Text excerpt =
As an example, let us suppose that the first of the two isolated farmers has not harvested so much grain that he can allow part of it to spoil on the field without injury to the satisfaction of his needs, and that the second does not have so much wine that he can pour any of it away without similar injury. Instead, each of the two farmers can employ the whole quantity of the good at his command in some fashion useful to himself and his household. The first farmer can employ his whole stock of grain usefully by devoting the quantity remaining after complete provision for the satisfaction of his more important needs to the fattening of his cattle. The second farmer does not have so much wine that he must pour some of it away, but just enough to permit him to distribute a portion to his slaves as a reward for greater effort. Thus, although to the grain farmer a certain portion of his grain (a bushel, for instance) and to the wine grower a certain portion of his wine (a keg, for instance) has only a small value, it nevertheless has some value, since directly or indirectly the satisfaction of certain of his needs depends on that portion. But the fact that a given quantity of grain, a bushel for instance, has a certain value to the first farmer by no means excludes the possibility that a certain quantity of wine, a keg for instance, may have a higher value to him, as would be the case if the enjoyment afforded by a keg of wine has a higher importance to him than the more or less thorough fattening of his cattle. Similarly with the second farmer, the fact that a keg of wine has a certain value to him by no means exclude the possibility that a bushel of wheat may have a higher value to him, as would be the case if it would ensure a more adequate diet for himself and his family, and perhaps even avoidance of the pains of hunger.

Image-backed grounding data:
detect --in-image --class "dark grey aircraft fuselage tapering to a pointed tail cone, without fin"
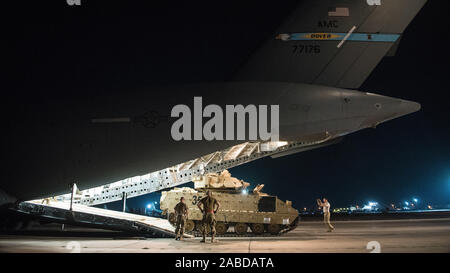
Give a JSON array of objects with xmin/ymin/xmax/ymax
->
[{"xmin": 0, "ymin": 82, "xmax": 420, "ymax": 200}]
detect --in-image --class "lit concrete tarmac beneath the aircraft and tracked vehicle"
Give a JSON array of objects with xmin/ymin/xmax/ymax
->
[{"xmin": 0, "ymin": 218, "xmax": 450, "ymax": 253}]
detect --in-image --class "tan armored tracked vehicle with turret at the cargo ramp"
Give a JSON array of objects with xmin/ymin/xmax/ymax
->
[{"xmin": 160, "ymin": 170, "xmax": 299, "ymax": 235}]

Your assignment =
Please translate this sentence from the text on the two farmers into Spanish: "Instead, each of the two farmers can employ the whole quantity of the good at his command in some fashion useful to himself and his household."

Solution =
En cambio, cada uno de los dos agricultores puede emplear la cantidad total del bien de que dispone de alguna manera útil para sí mismo y para su hogar.